» TASK DIRECTIONS:
Copy the records below, substituting "pin" for every "marker" and leaving everything else unchanged.

● ● ● ● ●

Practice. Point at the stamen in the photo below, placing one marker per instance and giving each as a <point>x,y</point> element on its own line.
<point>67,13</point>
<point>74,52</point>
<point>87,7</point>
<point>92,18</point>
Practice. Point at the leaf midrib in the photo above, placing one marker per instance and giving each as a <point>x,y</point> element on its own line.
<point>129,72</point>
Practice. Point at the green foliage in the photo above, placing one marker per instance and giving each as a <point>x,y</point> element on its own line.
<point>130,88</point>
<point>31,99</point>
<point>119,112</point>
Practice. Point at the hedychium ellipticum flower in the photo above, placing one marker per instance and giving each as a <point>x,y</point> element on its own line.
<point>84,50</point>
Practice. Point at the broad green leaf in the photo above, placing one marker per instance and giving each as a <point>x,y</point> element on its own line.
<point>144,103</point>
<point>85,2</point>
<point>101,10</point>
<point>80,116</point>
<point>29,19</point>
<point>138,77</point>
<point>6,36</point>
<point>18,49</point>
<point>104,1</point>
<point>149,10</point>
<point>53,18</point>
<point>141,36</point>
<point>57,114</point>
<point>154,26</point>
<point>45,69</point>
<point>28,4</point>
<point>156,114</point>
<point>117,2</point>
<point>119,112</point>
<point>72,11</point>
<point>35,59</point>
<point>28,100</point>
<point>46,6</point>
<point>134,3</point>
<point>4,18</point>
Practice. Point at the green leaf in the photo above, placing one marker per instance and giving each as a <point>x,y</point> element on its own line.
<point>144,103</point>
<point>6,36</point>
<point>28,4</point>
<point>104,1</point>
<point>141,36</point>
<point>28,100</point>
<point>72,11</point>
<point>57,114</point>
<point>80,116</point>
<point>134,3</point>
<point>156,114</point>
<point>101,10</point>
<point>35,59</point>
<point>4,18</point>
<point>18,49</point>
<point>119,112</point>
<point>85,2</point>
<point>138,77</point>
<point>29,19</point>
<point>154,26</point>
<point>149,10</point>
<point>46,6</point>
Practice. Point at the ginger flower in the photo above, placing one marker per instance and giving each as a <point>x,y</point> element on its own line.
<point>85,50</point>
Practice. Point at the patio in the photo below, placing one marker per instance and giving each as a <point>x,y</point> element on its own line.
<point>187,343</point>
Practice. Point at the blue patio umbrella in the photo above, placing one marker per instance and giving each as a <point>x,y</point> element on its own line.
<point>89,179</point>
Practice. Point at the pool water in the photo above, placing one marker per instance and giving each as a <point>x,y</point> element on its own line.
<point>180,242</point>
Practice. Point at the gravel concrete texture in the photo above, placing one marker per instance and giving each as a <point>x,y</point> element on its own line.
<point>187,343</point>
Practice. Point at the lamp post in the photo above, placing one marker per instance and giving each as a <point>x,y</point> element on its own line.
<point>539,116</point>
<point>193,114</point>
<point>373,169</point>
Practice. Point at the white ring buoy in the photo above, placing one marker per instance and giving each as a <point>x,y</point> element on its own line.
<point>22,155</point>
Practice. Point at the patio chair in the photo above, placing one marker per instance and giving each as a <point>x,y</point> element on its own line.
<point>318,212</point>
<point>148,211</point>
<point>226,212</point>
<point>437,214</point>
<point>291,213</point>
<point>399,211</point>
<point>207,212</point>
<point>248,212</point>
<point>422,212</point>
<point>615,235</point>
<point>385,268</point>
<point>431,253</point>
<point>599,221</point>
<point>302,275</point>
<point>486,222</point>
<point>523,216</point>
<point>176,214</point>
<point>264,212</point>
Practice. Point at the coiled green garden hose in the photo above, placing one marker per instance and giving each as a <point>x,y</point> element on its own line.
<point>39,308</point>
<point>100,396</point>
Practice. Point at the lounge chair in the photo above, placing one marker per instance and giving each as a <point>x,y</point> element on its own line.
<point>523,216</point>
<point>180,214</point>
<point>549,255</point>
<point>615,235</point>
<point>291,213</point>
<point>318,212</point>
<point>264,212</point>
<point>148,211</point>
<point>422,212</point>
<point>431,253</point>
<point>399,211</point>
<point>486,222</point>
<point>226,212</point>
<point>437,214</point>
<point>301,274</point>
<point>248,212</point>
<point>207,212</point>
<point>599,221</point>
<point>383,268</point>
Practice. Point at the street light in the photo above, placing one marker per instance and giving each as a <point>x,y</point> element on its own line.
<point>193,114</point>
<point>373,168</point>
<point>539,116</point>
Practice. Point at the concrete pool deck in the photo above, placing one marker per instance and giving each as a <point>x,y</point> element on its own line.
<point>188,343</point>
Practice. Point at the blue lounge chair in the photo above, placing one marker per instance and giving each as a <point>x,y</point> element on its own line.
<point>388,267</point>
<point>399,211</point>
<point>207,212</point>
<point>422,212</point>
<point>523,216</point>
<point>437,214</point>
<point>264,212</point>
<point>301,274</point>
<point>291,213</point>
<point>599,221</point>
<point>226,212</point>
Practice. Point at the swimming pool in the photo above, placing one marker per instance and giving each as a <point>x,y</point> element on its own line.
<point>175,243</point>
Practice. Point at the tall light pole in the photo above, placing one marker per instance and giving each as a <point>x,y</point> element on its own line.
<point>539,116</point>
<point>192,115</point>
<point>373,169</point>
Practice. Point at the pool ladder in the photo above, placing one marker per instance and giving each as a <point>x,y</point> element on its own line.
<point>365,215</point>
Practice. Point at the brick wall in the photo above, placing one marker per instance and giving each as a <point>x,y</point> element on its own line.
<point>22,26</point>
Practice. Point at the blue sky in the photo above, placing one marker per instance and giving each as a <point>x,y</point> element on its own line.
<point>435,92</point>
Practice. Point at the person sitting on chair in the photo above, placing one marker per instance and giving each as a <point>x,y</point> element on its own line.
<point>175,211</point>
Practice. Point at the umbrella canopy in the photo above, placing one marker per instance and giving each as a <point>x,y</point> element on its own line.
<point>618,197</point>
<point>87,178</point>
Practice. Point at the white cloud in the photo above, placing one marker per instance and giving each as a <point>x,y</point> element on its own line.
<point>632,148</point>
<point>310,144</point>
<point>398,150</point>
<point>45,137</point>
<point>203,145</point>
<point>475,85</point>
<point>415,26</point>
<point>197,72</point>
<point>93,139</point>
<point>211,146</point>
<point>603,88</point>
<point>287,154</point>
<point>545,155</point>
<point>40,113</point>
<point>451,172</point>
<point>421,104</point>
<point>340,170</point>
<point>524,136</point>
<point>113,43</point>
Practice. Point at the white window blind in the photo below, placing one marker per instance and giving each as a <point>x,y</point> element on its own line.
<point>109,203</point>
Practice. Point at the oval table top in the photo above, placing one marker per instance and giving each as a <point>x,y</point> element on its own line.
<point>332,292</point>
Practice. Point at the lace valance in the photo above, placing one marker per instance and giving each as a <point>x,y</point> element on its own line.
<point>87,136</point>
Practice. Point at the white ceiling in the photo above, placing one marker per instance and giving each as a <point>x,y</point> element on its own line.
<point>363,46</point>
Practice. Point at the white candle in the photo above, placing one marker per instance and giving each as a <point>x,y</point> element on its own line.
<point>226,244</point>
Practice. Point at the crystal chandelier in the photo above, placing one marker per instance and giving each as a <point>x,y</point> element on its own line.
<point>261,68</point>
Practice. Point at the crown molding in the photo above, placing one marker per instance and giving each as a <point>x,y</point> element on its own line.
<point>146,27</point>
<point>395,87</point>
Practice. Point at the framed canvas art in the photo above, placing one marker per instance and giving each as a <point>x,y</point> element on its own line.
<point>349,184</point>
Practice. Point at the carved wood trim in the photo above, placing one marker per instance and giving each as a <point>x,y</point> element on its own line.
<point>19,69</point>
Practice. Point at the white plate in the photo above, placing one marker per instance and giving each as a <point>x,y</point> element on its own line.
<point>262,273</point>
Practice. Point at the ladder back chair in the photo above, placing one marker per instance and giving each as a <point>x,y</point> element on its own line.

● ● ● ● ●

» ANSWER TO THIS EXERCISE:
Practice. Point at the stamen in the photo below, placing one pin per instance and giving each as a <point>x,y</point> element on its own line.
<point>67,13</point>
<point>74,52</point>
<point>87,7</point>
<point>92,18</point>
Practice. Point at the leaf midrib in the photo above, placing one pin per instance and giving each as a <point>x,y</point> element on its own line.
<point>129,72</point>
Practice. Point at the green foliage in the photo above, placing one pin per instance and giving each as a <point>x,y</point> element on its own line.
<point>130,88</point>
<point>31,99</point>
<point>119,112</point>
Practice. Point at the hedychium ellipticum flower in the photo above, placing one pin per instance and giving each as a <point>x,y</point> element on its own line.
<point>84,50</point>
Practice. Point at the broad green leaf in the photo above, placing one pin per instance and giving each as a <point>x,y</point> element on its own line.
<point>144,103</point>
<point>85,2</point>
<point>101,10</point>
<point>80,116</point>
<point>29,19</point>
<point>138,77</point>
<point>6,36</point>
<point>18,49</point>
<point>104,1</point>
<point>149,10</point>
<point>53,18</point>
<point>141,36</point>
<point>57,114</point>
<point>154,26</point>
<point>45,69</point>
<point>28,4</point>
<point>156,114</point>
<point>117,2</point>
<point>119,112</point>
<point>72,11</point>
<point>35,59</point>
<point>28,100</point>
<point>46,6</point>
<point>134,3</point>
<point>4,18</point>
Practice. Point at the green leaf in the photo above, placing one pin per instance and giving each as a <point>x,y</point> element on its own line.
<point>144,103</point>
<point>6,36</point>
<point>28,4</point>
<point>104,1</point>
<point>141,36</point>
<point>28,100</point>
<point>72,11</point>
<point>57,114</point>
<point>80,116</point>
<point>134,3</point>
<point>156,114</point>
<point>101,10</point>
<point>35,59</point>
<point>4,18</point>
<point>18,49</point>
<point>119,112</point>
<point>85,2</point>
<point>138,77</point>
<point>29,19</point>
<point>154,26</point>
<point>149,10</point>
<point>46,6</point>
Practice. Point at the ginger flower in the photo above, placing one pin per instance and giving each as a <point>x,y</point> element on its own line.
<point>85,50</point>
Practice. Point at the patio in the photo below, placing one pin per instance and giving each as a <point>x,y</point> element on its own line.
<point>187,343</point>
Practice. Point at the blue patio umbrella in the photo above, placing one pin per instance and giving each as a <point>x,y</point> element on its own line.
<point>89,179</point>
Practice. Point at the pool water in the photo above, placing one pin per instance and giving each as a <point>x,y</point> element on its own line.
<point>180,242</point>
Practice. Point at the gravel concrete texture in the photo above, placing one pin per instance and giving each as a <point>x,y</point> element on its own line.
<point>187,343</point>
Practice. Point at the lamp post in the photo above, placing one pin per instance and giving each as a <point>x,y</point> element on its own line.
<point>539,116</point>
<point>193,114</point>
<point>373,169</point>
Practice. Point at the white ring buoy in the photo above, placing one pin per instance and giving each as a <point>x,y</point> element on its own line.
<point>22,155</point>
Practice. Point at the patio chair in the photo above, placing one pin per instance and giving each as a <point>x,y</point> element on its own line.
<point>318,212</point>
<point>148,211</point>
<point>226,212</point>
<point>437,214</point>
<point>291,213</point>
<point>399,211</point>
<point>207,212</point>
<point>248,212</point>
<point>422,212</point>
<point>615,235</point>
<point>385,268</point>
<point>431,253</point>
<point>599,221</point>
<point>302,275</point>
<point>486,222</point>
<point>523,216</point>
<point>176,214</point>
<point>264,212</point>
Practice. Point at the coiled green garden hose in the photo above, placing one pin per instance and giving each as a <point>x,y</point> element on its own line.
<point>39,308</point>
<point>100,396</point>
Practice. Point at the lounge chair in the photo above, placing one pin per instance and giving each as a <point>x,y</point> element on its own line.
<point>523,216</point>
<point>180,214</point>
<point>549,255</point>
<point>615,235</point>
<point>291,213</point>
<point>318,212</point>
<point>264,212</point>
<point>148,211</point>
<point>422,212</point>
<point>431,253</point>
<point>399,211</point>
<point>486,222</point>
<point>226,212</point>
<point>437,214</point>
<point>301,274</point>
<point>248,212</point>
<point>207,212</point>
<point>599,221</point>
<point>383,268</point>
Practice. Point at the street light in the photo above, placing one pin per instance and giving each as a <point>x,y</point> element on its own line.
<point>193,114</point>
<point>373,168</point>
<point>539,116</point>
Practice. Point at the concrete pool deck in the photo above, placing one pin per instance and giving each as a <point>x,y</point> element on its own line.
<point>188,343</point>
Practice. Point at the blue lounge chair in the photo above, placing one pin per instance and giving each as a <point>x,y</point> element on its own line.
<point>388,267</point>
<point>399,211</point>
<point>207,212</point>
<point>422,212</point>
<point>523,216</point>
<point>437,214</point>
<point>264,212</point>
<point>301,274</point>
<point>291,213</point>
<point>599,221</point>
<point>226,212</point>
Practice. Point at the swimming pool in the photo above, placing one pin per instance and giving each as a <point>x,y</point> element on its own line.
<point>175,243</point>
Practice. Point at the tall light pole in the photo above, placing one pin per instance and giving each as a <point>x,y</point> element on its own line.
<point>539,116</point>
<point>192,115</point>
<point>373,169</point>
Practice. Point at the pool ladder in the photo above, placing one pin per instance and giving each as a <point>x,y</point> element on its own line.
<point>365,215</point>
Practice. Point at the brick wall in the photo above, placing one pin per instance and giving each as a <point>x,y</point> element on its own line.
<point>22,26</point>
Practice. Point at the blue sky in the photo above, placing one pin per instance and giving each as a <point>x,y</point> element on its own line.
<point>435,92</point>
Practice. Point at the person sitting on chair in the photo above, placing one pin per instance and giving each as a <point>x,y</point> element on its own line.
<point>175,211</point>
Practice. Point at the umbrella canopy in the photo above, placing one pin per instance and giving each as a <point>x,y</point> element on its own line.
<point>618,197</point>
<point>87,178</point>
Practice. Point at the white cloud in the photo above, placing one pin per instance and giving each as a <point>x,y</point> element on its own line.
<point>632,148</point>
<point>310,144</point>
<point>398,150</point>
<point>45,137</point>
<point>203,145</point>
<point>475,85</point>
<point>415,26</point>
<point>197,72</point>
<point>93,139</point>
<point>211,146</point>
<point>603,88</point>
<point>287,154</point>
<point>545,155</point>
<point>40,113</point>
<point>451,172</point>
<point>421,104</point>
<point>340,170</point>
<point>524,136</point>
<point>113,43</point>
Practice. Point at the white window blind in the photo below, placing one pin per instance and giving each as a <point>x,y</point> element on its own line.
<point>109,203</point>
Practice. Point at the oval table top in the photo above, placing one pin per instance and giving each as a <point>x,y</point> element on its own line.
<point>332,292</point>
Practice. Point at the lace valance in the photo above, placing one pin per instance and giving each as a <point>x,y</point> element on its own line.
<point>87,136</point>
Practice. Point at the white ceiling in the photo above, placing one pin per instance and giving each as a <point>x,y</point> element on its own line.
<point>363,46</point>
Practice. Point at the white candle in the photo above, placing one pin per instance and giving each as a <point>x,y</point> element on its own line.
<point>226,244</point>
Practice. Point at the crystal chandelier in the photo above, placing one pin per instance and giving each as a <point>x,y</point> element on its own line.
<point>261,68</point>
Practice. Point at the crown molding in the photo above, placing one pin per instance and giving each as a <point>x,y</point> element on its own line.
<point>146,27</point>
<point>395,87</point>
Practice. Point at the framed canvas art in the photo above, placing one pin per instance and giving each as a <point>x,y</point> element on its own line.
<point>349,184</point>
Practice. Point at the carved wood trim in the photo above, placing one pin per instance and giving each as a <point>x,y</point> element on its own line.
<point>19,69</point>
Practice. Point at the white plate in the photo above, placing one pin per instance and giving each as a <point>x,y</point> element on its own line.
<point>262,273</point>
Practice. Point at the ladder back chair in the photo above, placing one pin per instance and giving each as a <point>x,y</point> element on its own line.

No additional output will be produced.